● **Work to be completed**: Reproduce every entry in the listing without alteration.
=== Material for the task ===
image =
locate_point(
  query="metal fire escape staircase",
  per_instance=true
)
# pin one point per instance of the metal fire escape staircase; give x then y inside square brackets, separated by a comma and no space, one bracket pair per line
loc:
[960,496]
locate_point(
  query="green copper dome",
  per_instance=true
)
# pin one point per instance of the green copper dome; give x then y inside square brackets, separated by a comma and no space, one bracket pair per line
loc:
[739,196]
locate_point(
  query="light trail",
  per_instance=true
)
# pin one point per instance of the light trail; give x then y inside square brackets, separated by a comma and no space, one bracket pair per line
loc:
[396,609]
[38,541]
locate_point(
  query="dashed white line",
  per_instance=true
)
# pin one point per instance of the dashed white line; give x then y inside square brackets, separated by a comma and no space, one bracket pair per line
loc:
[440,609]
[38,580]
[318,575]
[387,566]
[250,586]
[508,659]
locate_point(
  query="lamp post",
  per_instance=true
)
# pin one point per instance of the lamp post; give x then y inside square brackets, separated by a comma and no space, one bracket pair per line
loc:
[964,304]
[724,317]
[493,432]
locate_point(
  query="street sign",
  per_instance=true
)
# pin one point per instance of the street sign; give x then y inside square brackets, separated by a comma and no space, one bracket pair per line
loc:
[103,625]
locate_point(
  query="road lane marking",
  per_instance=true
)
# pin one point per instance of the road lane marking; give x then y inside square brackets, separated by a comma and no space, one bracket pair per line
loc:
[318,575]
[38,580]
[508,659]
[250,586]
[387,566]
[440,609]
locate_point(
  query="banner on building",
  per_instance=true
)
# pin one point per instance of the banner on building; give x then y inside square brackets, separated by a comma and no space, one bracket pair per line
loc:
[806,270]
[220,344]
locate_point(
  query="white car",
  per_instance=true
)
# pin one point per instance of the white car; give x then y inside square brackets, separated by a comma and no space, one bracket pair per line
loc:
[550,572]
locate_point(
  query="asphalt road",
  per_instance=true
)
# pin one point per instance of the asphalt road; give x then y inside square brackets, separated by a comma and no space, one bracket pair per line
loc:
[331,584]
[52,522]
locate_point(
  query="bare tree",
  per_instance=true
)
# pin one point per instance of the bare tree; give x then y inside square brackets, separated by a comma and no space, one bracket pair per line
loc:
===
● **Written reply**:
image =
locate_point(
  query="metal fire escape staircase",
  per_instance=true
)
# pin one point per instance of the metal fire escape staircase; give x then y inside square brackets, separated by a comma and no space, one bracket pair per line
loc:
[960,496]
locate_point(
  query="green copper dome",
  per_instance=true
)
# pin one point per instance of the green copper dome; give x then y inside square brackets, separated by a comma and no space, one bracket pair per line
loc:
[739,196]
locate_point(
  query="light trail",
  per_instance=true
)
# pin one point per instance of the light trail; give x then y inside square brackets, separated by a comma and no space, one bracket pair per line
loc:
[396,609]
[38,541]
locate_point(
  query="dashed white line",
  per_instance=true
)
# pin one point per instance of the dashed white line; give x then y inside square brackets, separated by a comma and no space, one bracket pair per line
loc:
[440,609]
[38,580]
[318,575]
[387,566]
[250,586]
[508,659]
locate_point(
  query="lamp post",
  per_instance=true
)
# pin one point per instance of the lamp post; give x then y inside square brackets, separated by a comma and no space, one bracket pair per line
loc:
[964,304]
[724,317]
[493,432]
locate_point(
  query="street sign",
  per_instance=true
)
# pin one point per instance of the street sign; give x then y inside square brackets, separated by a comma and no space, one bracket pair per line
loc:
[103,625]
locate_point(
  query="road lane marking",
  per_instance=true
)
# pin one point per instance of the road lane marking; give x then y inside square brackets, separated by a comma and no space, one bracket pair per line
loc:
[318,575]
[38,580]
[508,659]
[250,586]
[387,566]
[440,609]
locate_point(
  query="banner on building",
  per_instance=true
)
# pin one point per instance of the banner on building; give x then y inside square brackets, separated by a comma and no space, one bracket pair per line
loc:
[806,270]
[220,344]
locate_point(
  query="white car",
  per_instance=true
)
# pin one point per instance of the white car; give x then y inside square brackets, separated by a comma and no space, one bracket pair per line
loc:
[550,572]
locate_point(
  query="asphalt road",
  per_instance=true
)
# pin one point per instance of the asphalt road; give x then y inside square brackets, separated by a comma and no space, one bracket pair per line
loc:
[331,584]
[52,522]
locate_point(
  query="bare tree",
  per_instance=true
)
# pin one point per instance of the bare tree; give x then y inside square brackets, separated by a comma and no space, one bracket pair per line
loc:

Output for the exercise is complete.